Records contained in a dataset
────────────────

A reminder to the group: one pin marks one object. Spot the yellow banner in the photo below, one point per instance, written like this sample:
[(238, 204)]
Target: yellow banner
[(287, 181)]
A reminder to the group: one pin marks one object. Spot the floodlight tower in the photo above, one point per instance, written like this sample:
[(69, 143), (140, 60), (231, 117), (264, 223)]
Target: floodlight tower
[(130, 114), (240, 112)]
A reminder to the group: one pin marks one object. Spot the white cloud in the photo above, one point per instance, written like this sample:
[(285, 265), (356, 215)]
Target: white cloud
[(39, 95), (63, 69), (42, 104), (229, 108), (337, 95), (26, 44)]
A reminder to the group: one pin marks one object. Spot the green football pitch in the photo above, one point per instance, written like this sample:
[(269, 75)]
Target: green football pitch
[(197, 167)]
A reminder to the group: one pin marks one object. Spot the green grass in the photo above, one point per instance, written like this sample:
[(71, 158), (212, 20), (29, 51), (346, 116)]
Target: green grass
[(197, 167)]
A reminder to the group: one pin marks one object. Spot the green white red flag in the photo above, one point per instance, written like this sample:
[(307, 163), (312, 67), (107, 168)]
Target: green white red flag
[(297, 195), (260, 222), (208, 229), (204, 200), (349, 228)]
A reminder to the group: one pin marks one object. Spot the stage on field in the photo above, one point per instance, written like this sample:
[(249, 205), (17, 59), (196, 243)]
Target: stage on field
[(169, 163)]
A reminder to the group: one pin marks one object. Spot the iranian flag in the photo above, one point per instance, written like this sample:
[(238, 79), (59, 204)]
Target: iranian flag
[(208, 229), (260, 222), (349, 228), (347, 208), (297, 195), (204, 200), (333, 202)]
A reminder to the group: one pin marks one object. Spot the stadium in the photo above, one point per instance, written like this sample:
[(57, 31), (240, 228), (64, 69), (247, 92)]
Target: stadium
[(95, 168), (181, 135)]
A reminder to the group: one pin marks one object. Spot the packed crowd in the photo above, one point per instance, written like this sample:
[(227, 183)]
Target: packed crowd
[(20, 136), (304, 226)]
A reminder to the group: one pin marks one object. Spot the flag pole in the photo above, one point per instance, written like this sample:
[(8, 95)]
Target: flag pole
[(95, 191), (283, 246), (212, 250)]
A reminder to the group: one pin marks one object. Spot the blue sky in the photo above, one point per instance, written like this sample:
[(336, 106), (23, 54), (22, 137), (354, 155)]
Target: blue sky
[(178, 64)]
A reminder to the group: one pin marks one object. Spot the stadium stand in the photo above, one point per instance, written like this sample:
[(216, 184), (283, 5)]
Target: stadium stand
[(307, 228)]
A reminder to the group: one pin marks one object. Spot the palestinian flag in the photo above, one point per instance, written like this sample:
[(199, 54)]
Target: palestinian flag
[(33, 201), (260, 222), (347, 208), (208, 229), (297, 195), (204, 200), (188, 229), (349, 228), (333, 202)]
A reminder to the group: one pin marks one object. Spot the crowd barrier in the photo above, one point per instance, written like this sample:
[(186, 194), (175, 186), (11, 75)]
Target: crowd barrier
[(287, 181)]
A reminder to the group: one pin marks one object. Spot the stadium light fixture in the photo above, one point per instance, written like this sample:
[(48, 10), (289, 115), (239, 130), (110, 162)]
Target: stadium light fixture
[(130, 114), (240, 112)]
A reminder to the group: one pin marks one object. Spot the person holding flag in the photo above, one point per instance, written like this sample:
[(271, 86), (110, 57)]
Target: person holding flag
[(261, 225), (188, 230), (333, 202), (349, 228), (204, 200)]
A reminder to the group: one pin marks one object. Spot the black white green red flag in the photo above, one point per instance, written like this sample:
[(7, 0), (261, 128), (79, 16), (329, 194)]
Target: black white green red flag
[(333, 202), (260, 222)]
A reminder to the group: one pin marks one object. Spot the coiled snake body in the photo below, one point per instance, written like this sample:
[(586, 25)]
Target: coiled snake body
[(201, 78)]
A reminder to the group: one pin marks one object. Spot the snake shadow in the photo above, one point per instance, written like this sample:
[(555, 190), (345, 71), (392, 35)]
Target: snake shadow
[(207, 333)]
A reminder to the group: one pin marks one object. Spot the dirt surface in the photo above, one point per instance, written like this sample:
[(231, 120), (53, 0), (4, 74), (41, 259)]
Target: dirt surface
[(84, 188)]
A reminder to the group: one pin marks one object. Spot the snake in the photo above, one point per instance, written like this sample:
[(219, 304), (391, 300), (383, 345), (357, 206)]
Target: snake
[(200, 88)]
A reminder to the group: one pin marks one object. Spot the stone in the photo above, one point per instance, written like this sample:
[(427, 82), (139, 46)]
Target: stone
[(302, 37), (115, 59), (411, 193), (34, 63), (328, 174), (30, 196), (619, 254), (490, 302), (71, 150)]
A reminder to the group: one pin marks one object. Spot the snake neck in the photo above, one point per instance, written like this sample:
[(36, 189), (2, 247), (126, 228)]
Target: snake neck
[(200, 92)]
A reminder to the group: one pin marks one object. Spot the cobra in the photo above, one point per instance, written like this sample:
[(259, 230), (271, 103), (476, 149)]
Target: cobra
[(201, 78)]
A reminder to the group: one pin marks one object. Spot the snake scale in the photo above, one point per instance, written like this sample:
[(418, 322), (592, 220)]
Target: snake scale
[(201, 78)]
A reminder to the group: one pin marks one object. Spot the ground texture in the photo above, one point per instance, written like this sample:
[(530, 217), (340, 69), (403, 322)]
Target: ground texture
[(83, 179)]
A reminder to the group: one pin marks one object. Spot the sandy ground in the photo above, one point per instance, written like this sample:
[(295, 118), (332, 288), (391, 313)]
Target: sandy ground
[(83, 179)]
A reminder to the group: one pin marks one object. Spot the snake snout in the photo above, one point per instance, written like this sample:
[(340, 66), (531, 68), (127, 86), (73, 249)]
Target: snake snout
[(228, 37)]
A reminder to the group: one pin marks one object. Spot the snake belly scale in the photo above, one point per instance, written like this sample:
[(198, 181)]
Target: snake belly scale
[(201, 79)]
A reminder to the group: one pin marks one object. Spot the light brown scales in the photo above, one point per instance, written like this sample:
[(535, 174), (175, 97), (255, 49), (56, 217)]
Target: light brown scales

────────────────

- WHAT IS NEEDED: Recast the entry lines from the one holding "the green white" through the one holding "[(297, 195), (260, 222), (208, 229), (204, 200), (349, 228)]", inclusive, as a Markdown table with the columns Row and Line. Number each line and leave out blank lines.

- FINAL RESULT:
| Row | Line |
|---|---|
| 1 | A reminder to the group: one pin marks one object. Spot the green white red flag in the photo above, one point per instance, written like this sample: |
| 2 | [(307, 163), (312, 67), (107, 168)] |
| 3 | Target: green white red flag |
| 4 | [(297, 195), (260, 222), (208, 229), (204, 200), (349, 228)] |